### Entries provided
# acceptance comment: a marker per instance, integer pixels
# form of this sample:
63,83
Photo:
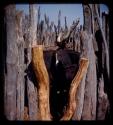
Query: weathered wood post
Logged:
20,67
31,89
87,97
11,71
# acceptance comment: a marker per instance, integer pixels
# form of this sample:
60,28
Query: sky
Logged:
71,11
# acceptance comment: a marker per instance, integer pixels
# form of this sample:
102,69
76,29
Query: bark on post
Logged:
103,102
104,41
20,66
11,71
90,96
43,83
31,89
73,89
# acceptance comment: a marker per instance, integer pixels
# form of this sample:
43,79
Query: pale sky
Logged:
71,11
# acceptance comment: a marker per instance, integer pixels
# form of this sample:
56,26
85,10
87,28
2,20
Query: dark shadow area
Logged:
101,67
3,68
61,77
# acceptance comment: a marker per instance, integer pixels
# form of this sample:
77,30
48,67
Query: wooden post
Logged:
73,89
20,66
11,71
43,82
31,89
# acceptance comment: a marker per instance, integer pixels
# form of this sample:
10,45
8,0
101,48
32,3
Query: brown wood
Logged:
104,42
20,66
90,95
43,82
103,102
31,89
73,89
11,72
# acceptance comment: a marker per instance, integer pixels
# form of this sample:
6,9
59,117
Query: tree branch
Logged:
43,82
73,89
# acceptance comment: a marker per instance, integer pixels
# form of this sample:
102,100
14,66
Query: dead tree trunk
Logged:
31,89
43,83
90,95
71,108
20,67
11,71
103,102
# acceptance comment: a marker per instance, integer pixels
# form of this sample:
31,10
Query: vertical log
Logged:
32,97
43,85
59,23
104,42
87,18
103,102
20,66
11,71
90,96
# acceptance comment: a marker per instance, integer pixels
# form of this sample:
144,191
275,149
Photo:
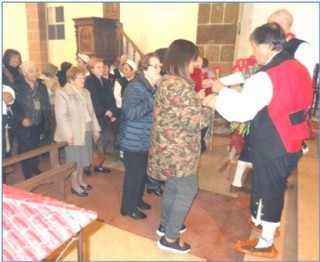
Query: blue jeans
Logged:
177,198
134,181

### What is required
Please render all the rows above as a numbered list with one line per item, dropping any blank lines and leaving the pictures out.

### Task answer
1. # acceptance comment: a marker per instance, integer pixels
2. # form of this sample:
3. 63,83
4. Photo:
5. Query: weathered wood post
6. Logged:
7. 20,67
8. 31,89
9. 87,97
10. 11,71
11. # acceptance comment: a marker per instance, integer pixels
12. # form of this sample:
13. 60,28
14. Query: sky
15. Logged:
16. 71,11
17. # acceptance comment: a marker per instance, integer pixels
18. # form of this sample:
19. 102,69
20. 76,29
21. Query: bark on post
22. Logged:
23. 103,102
24. 104,41
25. 20,66
26. 11,71
27. 90,96
28. 43,83
29. 31,89
30. 73,89
31. # acceptance comment: a marker per instance, integer pixels
32. # form of this sample:
33. 43,79
34. Query: pale sky
35. Logged:
36. 71,11
37. # acceptance comment: a marker per instance, integer pixels
38. # form of this sample:
39. 56,26
40. 85,10
41. 87,28
42. 2,20
43. Query: dark shadow area
44. Logged:
45. 101,67
46. 3,68
47. 61,77
48. # acceptance comment: a marker per instance, integer pixels
49. # form of this sample:
50. 77,30
51. 48,67
52. Query: wooden post
53. Logged:
54. 73,89
55. 20,66
56. 11,71
57. 43,82
58. 31,89
59. # acceptance comment: a marker per instance, integer pixels
60. # form of this sample:
61. 10,45
62. 8,0
63. 101,48
64. 32,3
65. Query: brown wood
66. Logged:
67. 104,42
68. 20,66
69. 90,95
70. 43,82
71. 103,102
72. 31,89
73. 73,89
74. 11,72
75. # acceptance comment: a marker per instance, integer pixels
76. # form of this sample:
77. 6,9
78. 59,117
79. Query: tree branch
80. Logged:
81. 43,82
82. 73,89
83. # acceptance comment: a marker per instance, integer pixels
84. # form of this sample:
85. 102,100
86. 14,66
87. Query: dead tree trunk
88. Logged:
89. 31,89
90. 43,83
91. 90,95
92. 71,108
93. 20,67
94. 11,71
95. 103,102
96. # acceptance comment: a marker per instance, integer pixels
97. # form of this sample:
98. 31,10
99. Query: vertical log
100. Logged:
101. 32,97
102. 43,85
103. 59,23
104. 104,42
105. 87,18
106. 103,102
107. 20,66
108. 11,71
109. 90,96
110. # acceptance comment: a marker per instance, integer pixels
111. # form of this sample:
112. 144,191
113. 275,149
114. Photo:
115. Query: blue jeans
116. Logged:
117. 177,198
118. 134,181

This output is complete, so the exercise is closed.